BEGIN

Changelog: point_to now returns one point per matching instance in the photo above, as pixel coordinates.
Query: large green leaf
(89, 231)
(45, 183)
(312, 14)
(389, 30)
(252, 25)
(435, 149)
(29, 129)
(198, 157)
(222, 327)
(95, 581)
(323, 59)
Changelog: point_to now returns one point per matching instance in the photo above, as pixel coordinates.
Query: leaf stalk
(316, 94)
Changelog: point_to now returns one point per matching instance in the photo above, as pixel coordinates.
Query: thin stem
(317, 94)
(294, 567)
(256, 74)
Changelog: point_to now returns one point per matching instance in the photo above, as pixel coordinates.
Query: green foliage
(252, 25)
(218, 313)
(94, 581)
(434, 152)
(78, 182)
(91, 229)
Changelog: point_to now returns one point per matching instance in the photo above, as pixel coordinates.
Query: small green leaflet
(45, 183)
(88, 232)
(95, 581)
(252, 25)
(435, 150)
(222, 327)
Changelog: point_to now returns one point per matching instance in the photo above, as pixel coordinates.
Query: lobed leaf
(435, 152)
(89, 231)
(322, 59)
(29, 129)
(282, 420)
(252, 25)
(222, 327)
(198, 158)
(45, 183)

END

[Task goal]
The records must each be output verbatim, with nothing left out.

[Output for this exercise]
Changelog: point_to now returns one point per matching instance in the photo above, as pixel coordinates.
Query: large green leaf
(89, 231)
(45, 183)
(312, 14)
(389, 30)
(252, 25)
(435, 149)
(29, 129)
(198, 157)
(222, 327)
(95, 581)
(323, 59)
Changelog: point_to now returns one point per matching instance in the photo above, as pixel coordinates.
Query: leaf stalk
(316, 94)
Changelog: point_to now returns one point per matching instance in the photo above, as pixel coordinates.
Query: thin stem
(317, 94)
(294, 567)
(256, 74)
Changelog: point_to now returns one point per matching instance in the photo above, as pixel coordinates.
Query: green foliage
(252, 25)
(218, 313)
(94, 581)
(434, 152)
(78, 182)
(91, 229)
Changelog: point_to now returns one point per matching instance in the photo above, as pixel coordinates.
Query: small green leaflet
(45, 183)
(88, 232)
(95, 581)
(252, 25)
(435, 150)
(222, 327)
Changelog: point_to now returns one point per matching instance in the photo above, as pixel coordinates.
Query: lobed leaf
(435, 152)
(89, 231)
(322, 59)
(29, 129)
(282, 420)
(252, 25)
(222, 327)
(198, 158)
(45, 183)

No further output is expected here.